--- START OF AVAILABLE DATA ---

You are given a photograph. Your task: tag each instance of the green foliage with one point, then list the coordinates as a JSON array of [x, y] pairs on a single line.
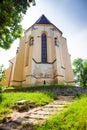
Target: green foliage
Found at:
[[80, 71], [74, 118], [11, 15], [9, 99]]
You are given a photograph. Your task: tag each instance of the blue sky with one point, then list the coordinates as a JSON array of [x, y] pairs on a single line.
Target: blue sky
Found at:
[[68, 15]]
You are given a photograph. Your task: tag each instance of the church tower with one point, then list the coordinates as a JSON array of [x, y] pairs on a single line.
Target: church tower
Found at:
[[42, 57]]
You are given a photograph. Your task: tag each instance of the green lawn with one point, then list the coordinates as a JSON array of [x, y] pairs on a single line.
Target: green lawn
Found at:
[[8, 99], [74, 118]]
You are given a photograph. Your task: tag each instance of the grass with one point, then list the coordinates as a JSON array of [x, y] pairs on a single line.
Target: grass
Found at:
[[8, 99], [23, 88], [74, 118]]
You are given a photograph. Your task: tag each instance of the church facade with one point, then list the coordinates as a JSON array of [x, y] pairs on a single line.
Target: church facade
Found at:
[[42, 57]]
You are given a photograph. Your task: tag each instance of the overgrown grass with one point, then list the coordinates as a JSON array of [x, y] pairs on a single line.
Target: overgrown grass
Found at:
[[8, 99], [74, 118]]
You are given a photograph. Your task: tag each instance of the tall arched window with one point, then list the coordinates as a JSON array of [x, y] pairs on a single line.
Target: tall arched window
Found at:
[[44, 48]]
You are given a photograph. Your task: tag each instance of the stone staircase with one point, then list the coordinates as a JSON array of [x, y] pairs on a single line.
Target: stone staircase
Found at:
[[19, 121]]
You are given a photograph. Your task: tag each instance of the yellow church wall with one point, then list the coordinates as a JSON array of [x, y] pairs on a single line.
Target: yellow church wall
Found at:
[[28, 68]]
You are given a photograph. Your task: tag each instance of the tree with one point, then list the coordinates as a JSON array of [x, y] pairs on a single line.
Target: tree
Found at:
[[11, 15], [80, 71]]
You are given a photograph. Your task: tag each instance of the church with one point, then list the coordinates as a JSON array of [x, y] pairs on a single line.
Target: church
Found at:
[[41, 58]]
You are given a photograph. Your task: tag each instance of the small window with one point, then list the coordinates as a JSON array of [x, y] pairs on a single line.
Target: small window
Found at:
[[31, 41], [55, 40], [44, 48]]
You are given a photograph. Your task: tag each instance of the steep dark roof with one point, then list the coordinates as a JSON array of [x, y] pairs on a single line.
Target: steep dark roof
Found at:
[[43, 20]]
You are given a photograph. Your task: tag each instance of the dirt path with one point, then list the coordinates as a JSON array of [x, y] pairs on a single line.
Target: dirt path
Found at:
[[27, 120]]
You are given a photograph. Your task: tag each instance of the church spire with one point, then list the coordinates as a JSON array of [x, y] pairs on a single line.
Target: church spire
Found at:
[[43, 20]]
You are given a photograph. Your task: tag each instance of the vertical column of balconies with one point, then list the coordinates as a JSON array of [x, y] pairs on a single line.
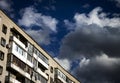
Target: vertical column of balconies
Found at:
[[37, 63], [60, 77]]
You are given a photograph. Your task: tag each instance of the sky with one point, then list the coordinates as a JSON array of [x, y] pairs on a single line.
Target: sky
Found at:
[[82, 35]]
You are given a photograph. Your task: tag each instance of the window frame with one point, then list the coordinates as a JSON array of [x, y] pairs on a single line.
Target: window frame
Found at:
[[4, 29], [3, 42], [1, 70], [2, 55]]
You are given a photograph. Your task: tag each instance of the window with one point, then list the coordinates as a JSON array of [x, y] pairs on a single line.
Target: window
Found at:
[[4, 29], [1, 55], [35, 62], [1, 69], [29, 57], [42, 79], [3, 42], [20, 50], [51, 80], [51, 69]]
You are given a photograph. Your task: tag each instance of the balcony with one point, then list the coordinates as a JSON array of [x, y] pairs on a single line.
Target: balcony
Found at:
[[12, 80], [19, 70], [59, 75], [16, 40], [42, 73], [18, 66], [43, 63]]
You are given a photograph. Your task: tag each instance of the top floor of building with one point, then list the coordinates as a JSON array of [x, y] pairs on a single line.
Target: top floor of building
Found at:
[[21, 42]]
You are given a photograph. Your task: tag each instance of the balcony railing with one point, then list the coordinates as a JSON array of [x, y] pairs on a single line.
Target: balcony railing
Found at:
[[13, 38], [41, 61], [12, 80], [59, 75]]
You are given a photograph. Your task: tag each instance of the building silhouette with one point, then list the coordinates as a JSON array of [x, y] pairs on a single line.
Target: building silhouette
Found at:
[[22, 60]]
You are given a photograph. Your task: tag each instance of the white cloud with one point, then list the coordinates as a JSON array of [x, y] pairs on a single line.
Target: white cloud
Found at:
[[65, 63], [6, 5], [31, 17], [96, 16], [106, 61], [46, 25]]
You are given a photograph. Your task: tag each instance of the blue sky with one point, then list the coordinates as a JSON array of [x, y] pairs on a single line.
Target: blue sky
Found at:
[[82, 35]]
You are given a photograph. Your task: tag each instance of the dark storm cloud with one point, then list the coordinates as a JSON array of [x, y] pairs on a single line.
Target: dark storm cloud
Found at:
[[94, 40], [99, 72], [91, 41]]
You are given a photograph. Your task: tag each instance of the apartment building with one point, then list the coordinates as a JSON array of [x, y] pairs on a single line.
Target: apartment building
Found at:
[[22, 60]]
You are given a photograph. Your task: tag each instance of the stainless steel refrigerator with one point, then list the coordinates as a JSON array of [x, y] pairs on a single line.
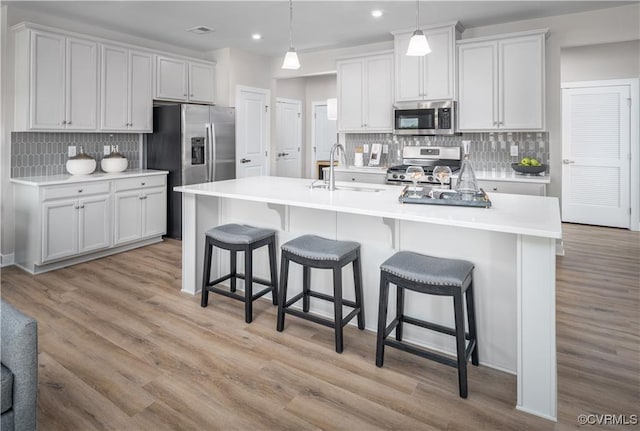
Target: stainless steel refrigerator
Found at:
[[196, 144]]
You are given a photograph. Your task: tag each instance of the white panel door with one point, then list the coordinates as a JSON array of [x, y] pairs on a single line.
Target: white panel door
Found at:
[[288, 138], [47, 81], [378, 94], [595, 153], [127, 220], [171, 78], [477, 86], [154, 212], [324, 134], [438, 77], [59, 229], [408, 71], [113, 97], [351, 95], [521, 90], [201, 82], [252, 131], [81, 84], [140, 92], [94, 224]]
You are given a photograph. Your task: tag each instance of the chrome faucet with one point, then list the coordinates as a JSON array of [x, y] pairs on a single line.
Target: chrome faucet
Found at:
[[332, 176]]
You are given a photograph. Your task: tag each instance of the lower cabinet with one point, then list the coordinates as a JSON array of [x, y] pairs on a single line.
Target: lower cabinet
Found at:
[[139, 214], [533, 189]]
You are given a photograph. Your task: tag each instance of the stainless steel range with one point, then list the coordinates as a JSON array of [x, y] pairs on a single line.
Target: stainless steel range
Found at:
[[428, 158]]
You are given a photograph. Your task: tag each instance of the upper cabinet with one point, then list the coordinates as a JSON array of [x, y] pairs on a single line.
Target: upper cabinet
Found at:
[[56, 81], [432, 76], [365, 94], [501, 82], [183, 80], [126, 93]]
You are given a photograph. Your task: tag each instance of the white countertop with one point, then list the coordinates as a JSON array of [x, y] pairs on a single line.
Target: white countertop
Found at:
[[96, 176], [517, 214]]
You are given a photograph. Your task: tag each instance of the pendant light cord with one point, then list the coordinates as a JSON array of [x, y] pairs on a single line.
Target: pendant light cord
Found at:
[[290, 24]]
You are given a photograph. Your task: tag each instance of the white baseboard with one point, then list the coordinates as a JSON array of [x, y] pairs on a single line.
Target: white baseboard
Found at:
[[6, 260]]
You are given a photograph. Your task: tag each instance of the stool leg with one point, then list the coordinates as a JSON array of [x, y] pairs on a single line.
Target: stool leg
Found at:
[[382, 319], [208, 247], [399, 311], [232, 265], [306, 287], [460, 343], [471, 319], [337, 306], [248, 285], [357, 282], [274, 271], [284, 275]]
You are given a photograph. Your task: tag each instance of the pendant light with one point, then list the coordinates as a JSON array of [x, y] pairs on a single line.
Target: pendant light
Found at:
[[291, 58], [418, 45]]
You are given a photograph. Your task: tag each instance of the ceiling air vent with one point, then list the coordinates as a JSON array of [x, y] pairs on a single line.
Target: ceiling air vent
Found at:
[[201, 30]]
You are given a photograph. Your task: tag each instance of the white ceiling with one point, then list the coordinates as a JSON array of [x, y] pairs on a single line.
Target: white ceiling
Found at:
[[317, 24]]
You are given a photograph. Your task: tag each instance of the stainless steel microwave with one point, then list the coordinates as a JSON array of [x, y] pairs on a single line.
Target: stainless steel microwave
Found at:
[[436, 117]]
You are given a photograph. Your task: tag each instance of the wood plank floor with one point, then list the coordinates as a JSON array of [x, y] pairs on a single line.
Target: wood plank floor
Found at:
[[121, 348]]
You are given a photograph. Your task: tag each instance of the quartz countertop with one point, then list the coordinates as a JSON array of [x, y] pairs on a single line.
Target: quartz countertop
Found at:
[[96, 176], [517, 214]]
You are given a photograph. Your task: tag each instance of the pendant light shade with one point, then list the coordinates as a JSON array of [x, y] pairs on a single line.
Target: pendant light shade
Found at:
[[418, 44], [291, 57]]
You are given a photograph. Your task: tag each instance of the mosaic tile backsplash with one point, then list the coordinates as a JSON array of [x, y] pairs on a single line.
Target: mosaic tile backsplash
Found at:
[[39, 154], [488, 151]]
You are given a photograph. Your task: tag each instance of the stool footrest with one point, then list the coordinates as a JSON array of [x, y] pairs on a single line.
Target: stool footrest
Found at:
[[422, 352], [311, 317]]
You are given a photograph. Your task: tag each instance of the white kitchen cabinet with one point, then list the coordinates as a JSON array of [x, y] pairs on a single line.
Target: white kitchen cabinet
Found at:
[[183, 80], [365, 94], [501, 82], [56, 81], [432, 76], [126, 96], [513, 187], [73, 220]]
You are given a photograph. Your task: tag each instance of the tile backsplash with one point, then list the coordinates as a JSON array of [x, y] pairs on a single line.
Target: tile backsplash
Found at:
[[488, 151], [44, 153]]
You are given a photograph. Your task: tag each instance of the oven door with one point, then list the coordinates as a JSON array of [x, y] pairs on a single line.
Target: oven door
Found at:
[[421, 121]]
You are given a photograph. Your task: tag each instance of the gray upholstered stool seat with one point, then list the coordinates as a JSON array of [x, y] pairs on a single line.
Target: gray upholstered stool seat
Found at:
[[433, 276], [239, 233], [245, 239], [318, 248], [428, 270], [312, 251]]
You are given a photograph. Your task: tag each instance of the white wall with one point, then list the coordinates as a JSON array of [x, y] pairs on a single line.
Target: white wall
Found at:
[[604, 61], [611, 25]]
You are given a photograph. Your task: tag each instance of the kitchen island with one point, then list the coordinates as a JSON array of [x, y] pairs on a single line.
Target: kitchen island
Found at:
[[511, 244]]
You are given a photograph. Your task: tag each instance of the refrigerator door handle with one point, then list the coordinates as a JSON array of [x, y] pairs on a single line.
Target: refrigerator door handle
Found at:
[[212, 152]]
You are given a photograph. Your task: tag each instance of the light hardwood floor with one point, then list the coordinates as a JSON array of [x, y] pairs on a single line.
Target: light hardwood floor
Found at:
[[121, 348]]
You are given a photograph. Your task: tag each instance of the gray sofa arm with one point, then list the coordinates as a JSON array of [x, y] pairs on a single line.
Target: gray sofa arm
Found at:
[[20, 354]]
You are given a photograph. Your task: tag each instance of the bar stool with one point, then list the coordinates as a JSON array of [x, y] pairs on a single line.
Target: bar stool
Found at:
[[243, 238], [433, 276], [312, 251]]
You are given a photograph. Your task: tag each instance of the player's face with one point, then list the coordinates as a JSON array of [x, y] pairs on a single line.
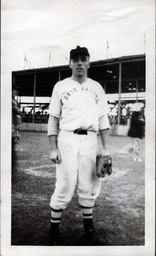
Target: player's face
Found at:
[[79, 65]]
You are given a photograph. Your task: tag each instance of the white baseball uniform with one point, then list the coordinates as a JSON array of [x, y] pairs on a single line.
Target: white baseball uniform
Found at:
[[77, 106]]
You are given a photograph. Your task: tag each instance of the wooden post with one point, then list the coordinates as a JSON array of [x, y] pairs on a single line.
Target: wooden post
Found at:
[[119, 101], [137, 90], [33, 119]]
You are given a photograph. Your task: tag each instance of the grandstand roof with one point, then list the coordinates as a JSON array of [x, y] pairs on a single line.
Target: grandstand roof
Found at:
[[103, 70]]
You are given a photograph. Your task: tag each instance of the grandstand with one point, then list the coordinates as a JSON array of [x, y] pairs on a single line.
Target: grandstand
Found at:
[[122, 78]]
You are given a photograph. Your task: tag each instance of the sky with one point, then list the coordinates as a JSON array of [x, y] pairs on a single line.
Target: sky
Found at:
[[32, 29]]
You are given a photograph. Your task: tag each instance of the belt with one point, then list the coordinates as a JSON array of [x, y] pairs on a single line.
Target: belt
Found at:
[[80, 132]]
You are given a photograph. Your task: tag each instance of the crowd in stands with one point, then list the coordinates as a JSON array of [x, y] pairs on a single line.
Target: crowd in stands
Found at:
[[125, 114]]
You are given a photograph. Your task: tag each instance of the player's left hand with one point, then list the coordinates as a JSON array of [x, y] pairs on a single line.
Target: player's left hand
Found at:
[[103, 166]]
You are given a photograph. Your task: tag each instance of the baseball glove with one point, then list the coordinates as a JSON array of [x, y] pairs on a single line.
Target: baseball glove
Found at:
[[103, 166]]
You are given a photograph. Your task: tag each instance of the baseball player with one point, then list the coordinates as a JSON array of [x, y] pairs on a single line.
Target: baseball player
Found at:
[[78, 111]]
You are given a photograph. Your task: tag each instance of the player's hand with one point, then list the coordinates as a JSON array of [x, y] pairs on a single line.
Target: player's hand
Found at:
[[55, 156], [103, 166], [105, 152]]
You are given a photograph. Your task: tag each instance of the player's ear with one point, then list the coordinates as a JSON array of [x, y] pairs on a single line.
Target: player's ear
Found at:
[[88, 63]]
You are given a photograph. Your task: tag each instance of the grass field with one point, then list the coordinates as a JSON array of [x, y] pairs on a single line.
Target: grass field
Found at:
[[118, 213]]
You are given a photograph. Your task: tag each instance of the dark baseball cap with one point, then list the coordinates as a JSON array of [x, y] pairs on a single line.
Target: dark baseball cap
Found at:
[[79, 51]]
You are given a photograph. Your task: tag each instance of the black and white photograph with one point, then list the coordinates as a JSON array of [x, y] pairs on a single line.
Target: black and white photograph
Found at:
[[77, 127]]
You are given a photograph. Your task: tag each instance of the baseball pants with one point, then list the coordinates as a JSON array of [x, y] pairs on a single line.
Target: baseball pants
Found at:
[[77, 170]]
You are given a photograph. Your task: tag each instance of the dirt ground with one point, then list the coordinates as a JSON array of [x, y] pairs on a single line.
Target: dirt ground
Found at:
[[119, 211]]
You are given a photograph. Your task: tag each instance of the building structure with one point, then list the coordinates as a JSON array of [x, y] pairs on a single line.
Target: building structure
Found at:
[[122, 78]]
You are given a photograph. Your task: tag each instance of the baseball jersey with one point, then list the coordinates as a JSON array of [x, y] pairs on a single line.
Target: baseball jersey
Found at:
[[78, 105]]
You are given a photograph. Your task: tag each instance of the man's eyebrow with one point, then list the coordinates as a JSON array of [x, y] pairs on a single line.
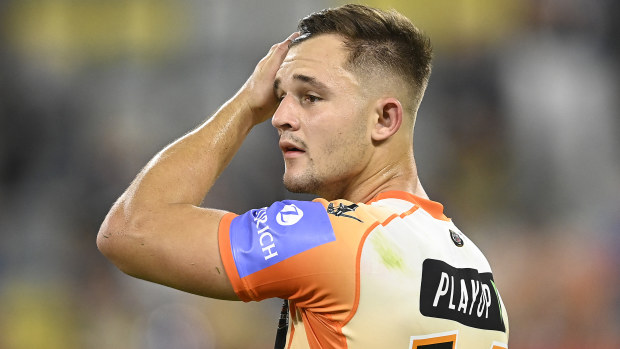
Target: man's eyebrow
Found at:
[[303, 78], [310, 80]]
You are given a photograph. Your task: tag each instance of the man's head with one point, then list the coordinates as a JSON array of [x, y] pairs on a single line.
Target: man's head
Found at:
[[346, 86], [384, 48]]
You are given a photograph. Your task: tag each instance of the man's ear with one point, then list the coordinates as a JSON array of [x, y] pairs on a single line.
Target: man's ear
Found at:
[[389, 113]]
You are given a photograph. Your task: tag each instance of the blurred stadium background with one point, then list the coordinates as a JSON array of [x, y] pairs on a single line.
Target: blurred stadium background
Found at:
[[517, 137]]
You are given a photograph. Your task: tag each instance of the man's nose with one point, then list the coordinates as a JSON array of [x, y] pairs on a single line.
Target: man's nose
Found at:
[[286, 117]]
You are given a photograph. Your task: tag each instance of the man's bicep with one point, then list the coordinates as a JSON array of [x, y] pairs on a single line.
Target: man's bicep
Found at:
[[178, 247]]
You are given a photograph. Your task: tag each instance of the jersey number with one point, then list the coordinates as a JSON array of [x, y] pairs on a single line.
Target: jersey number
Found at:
[[445, 340]]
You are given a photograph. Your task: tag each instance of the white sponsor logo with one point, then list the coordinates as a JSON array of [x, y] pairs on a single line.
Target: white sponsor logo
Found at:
[[289, 215], [264, 234]]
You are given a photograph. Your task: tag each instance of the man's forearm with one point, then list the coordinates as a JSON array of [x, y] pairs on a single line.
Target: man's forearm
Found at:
[[185, 170], [155, 230]]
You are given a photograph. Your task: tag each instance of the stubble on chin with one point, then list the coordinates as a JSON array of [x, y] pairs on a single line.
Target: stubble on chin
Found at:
[[305, 184]]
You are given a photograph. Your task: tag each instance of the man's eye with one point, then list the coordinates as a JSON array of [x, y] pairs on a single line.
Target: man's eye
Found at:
[[312, 98]]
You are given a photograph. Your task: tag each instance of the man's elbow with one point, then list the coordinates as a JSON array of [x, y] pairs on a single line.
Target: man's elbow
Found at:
[[116, 240]]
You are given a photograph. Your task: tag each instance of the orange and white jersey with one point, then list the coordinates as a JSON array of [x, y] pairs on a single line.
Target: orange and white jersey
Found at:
[[390, 273]]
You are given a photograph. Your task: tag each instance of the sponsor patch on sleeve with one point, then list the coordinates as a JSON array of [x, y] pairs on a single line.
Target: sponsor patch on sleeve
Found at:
[[460, 294], [263, 237]]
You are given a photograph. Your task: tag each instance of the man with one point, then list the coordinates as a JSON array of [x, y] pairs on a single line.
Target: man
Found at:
[[373, 263]]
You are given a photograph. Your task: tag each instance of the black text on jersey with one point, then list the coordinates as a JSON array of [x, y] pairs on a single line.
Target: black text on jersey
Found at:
[[460, 294]]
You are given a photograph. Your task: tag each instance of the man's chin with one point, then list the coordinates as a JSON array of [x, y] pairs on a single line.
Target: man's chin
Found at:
[[302, 184]]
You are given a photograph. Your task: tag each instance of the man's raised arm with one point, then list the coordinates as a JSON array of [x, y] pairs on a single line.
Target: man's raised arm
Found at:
[[156, 230]]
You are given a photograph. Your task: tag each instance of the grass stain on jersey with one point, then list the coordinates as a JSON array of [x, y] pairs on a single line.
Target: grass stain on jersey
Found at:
[[387, 250]]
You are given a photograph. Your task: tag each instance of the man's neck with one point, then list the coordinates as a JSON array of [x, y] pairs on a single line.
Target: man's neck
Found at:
[[398, 176]]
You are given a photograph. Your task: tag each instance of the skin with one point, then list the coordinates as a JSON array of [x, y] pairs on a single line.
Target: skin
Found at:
[[341, 139]]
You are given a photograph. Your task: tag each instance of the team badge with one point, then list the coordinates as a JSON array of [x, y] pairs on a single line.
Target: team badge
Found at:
[[456, 238], [341, 210]]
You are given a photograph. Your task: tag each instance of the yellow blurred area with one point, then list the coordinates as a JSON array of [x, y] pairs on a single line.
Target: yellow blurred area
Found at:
[[70, 31], [36, 317], [458, 23]]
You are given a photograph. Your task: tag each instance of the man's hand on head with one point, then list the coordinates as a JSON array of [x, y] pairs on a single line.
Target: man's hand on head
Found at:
[[257, 92]]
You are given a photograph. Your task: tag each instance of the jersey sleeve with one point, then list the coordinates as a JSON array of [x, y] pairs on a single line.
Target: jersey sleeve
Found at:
[[284, 250]]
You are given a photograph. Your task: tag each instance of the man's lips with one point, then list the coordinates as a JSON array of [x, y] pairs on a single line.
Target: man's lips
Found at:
[[290, 149]]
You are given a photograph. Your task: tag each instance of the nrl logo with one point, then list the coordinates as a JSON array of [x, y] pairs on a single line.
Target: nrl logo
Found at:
[[341, 210]]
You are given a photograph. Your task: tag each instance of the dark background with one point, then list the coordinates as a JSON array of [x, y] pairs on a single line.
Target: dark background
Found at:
[[517, 137]]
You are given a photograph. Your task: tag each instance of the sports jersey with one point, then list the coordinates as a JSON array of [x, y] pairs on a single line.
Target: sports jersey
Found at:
[[394, 272]]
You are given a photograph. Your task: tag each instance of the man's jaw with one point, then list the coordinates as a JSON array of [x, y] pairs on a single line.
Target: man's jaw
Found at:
[[291, 149]]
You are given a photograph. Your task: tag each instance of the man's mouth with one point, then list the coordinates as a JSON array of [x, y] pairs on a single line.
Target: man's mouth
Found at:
[[290, 149]]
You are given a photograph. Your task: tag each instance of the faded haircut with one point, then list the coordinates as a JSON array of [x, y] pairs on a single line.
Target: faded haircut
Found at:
[[378, 42]]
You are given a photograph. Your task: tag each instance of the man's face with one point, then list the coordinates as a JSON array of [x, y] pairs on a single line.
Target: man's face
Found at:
[[322, 119]]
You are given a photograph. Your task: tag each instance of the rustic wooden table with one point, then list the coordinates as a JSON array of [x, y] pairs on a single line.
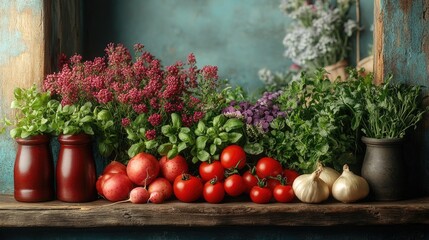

--- END OF AVAILABLE DATA ---

▸ **WORK REQUIRED**:
Switch "oven door" to "oven window" in everything from the line containing "of the tile" down to the line containing "[[421, 121]]", and reproduce those lines with nothing else altered.

▸ **EXERCISE OUTPUT**:
You are given a photograph. Your task: tag each instance of the tile backsplash with one point, then list the coordinates as a JSON array of [x, y] pairs on a single line.
Target: tile backsplash
Found at:
[[488, 151], [44, 153]]
You are given a photograph. Your task: tag each instance of the oven window with one point, then list the coordinates as a JSON array of [x, y] pairs on a single line.
Target: oven window
Found at:
[[421, 121]]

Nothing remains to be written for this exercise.